* [PROBLEM TO WORK ON] Reproduce the entire listing below verbatim, line for line, without altering any character.

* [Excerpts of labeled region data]
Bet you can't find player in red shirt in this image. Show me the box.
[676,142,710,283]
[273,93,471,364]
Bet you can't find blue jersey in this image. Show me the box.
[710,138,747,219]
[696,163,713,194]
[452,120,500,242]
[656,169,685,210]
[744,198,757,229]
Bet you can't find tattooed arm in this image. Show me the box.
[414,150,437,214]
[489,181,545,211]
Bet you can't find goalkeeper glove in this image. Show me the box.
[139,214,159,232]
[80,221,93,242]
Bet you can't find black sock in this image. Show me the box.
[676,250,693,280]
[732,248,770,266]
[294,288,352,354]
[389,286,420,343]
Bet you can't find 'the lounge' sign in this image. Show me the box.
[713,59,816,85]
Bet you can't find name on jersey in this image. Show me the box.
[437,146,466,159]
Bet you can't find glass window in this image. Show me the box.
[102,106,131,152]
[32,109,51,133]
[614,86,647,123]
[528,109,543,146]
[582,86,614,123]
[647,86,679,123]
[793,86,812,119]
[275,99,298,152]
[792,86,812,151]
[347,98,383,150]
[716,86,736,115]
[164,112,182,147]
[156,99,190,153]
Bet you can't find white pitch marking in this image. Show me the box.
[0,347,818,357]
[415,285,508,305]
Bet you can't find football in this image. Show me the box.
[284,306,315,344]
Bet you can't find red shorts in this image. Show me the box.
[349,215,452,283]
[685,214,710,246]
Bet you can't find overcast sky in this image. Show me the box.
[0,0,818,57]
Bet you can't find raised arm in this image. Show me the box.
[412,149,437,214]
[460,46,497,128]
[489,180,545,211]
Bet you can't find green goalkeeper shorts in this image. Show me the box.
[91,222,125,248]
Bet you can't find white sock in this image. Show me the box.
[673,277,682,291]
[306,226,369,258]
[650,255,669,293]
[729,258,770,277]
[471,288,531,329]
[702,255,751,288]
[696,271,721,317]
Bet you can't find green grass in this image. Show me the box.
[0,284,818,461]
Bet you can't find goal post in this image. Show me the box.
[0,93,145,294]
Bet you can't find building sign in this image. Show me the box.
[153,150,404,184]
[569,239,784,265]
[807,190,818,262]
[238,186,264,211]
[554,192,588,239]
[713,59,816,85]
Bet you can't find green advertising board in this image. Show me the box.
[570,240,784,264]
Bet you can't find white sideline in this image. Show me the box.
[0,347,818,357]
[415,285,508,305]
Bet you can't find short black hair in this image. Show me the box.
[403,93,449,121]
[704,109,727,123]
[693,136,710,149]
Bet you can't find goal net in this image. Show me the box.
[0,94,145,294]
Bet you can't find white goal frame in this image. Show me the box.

* [RESULT OF THIS TASK]
Bet you can't find player in red shirt in this image. Show me the box.
[676,142,710,283]
[273,93,471,364]
Bet you can't find blue jersey in this image. Show me the box.
[710,138,747,219]
[696,163,713,194]
[452,120,500,242]
[656,169,685,210]
[744,198,757,229]
Bet you can't find tattooed arm in this image. Show me the box.
[414,150,437,214]
[489,181,545,211]
Bet you can't find goalkeeper glove in this image. Show me the box.
[139,214,159,232]
[80,221,93,242]
Bet you can't find black sock in this image. Show me the box.
[676,250,693,280]
[732,248,770,266]
[294,288,352,354]
[389,286,420,343]
Bet you can't find 'the lounge' sign in this image. Show me the box.
[713,59,816,85]
Bet you can't find name on jersey in this image. Show me the box.
[437,146,466,159]
Bet you can't find glass window in this image. Show me the box.
[102,106,131,152]
[32,109,51,133]
[614,86,647,123]
[528,109,543,146]
[582,86,614,123]
[647,86,679,123]
[793,86,812,119]
[275,99,298,152]
[792,86,812,151]
[347,98,383,150]
[716,86,736,115]
[164,112,182,147]
[156,99,190,153]
Bet you can't find white pitch marking in this image. Show me the box.
[0,347,818,357]
[415,285,508,305]
Bet you can't find football in this image. Show me the box.
[284,306,315,344]
Bet you can't find red shorts in this image. Show me the box.
[349,215,452,283]
[685,214,710,246]
Bet you can't find overcast sky in this image. Show me the box.
[0,0,818,57]
Bet you can't find raised arm in this image. Show me the box.
[412,149,437,214]
[460,46,497,128]
[489,180,545,211]
Bet you can't find green goalkeeper shorts in this image. Show me the box.
[91,222,125,248]
Bet you can't find white sock in this image. Show me the box.
[673,277,682,291]
[306,226,369,258]
[650,255,669,293]
[729,258,770,277]
[471,288,531,329]
[702,255,751,288]
[696,271,721,317]
Bet you can't find green grass in this image. Show me the box.
[0,284,818,461]
Bet you can't find goal post in this image. Show me the box.
[0,93,145,294]
Bet you can't find building sign in this image. Show me the box.
[153,150,404,184]
[569,239,784,265]
[807,190,818,262]
[238,186,264,211]
[554,192,588,239]
[713,59,816,85]
Bet you can't find green advertising board in this image. Show me the box.
[570,240,784,264]
Bet you can't find white sideline in this image. Show me the box.
[0,347,818,357]
[415,285,508,305]
Bet you can't find short black hair in this image. Show me the box.
[403,93,449,121]
[704,109,727,123]
[693,136,710,149]
Bet you can't find goal net in this image. Show me the box.
[0,94,145,294]
Bet you can't find white goal frame in this image. Show me the box.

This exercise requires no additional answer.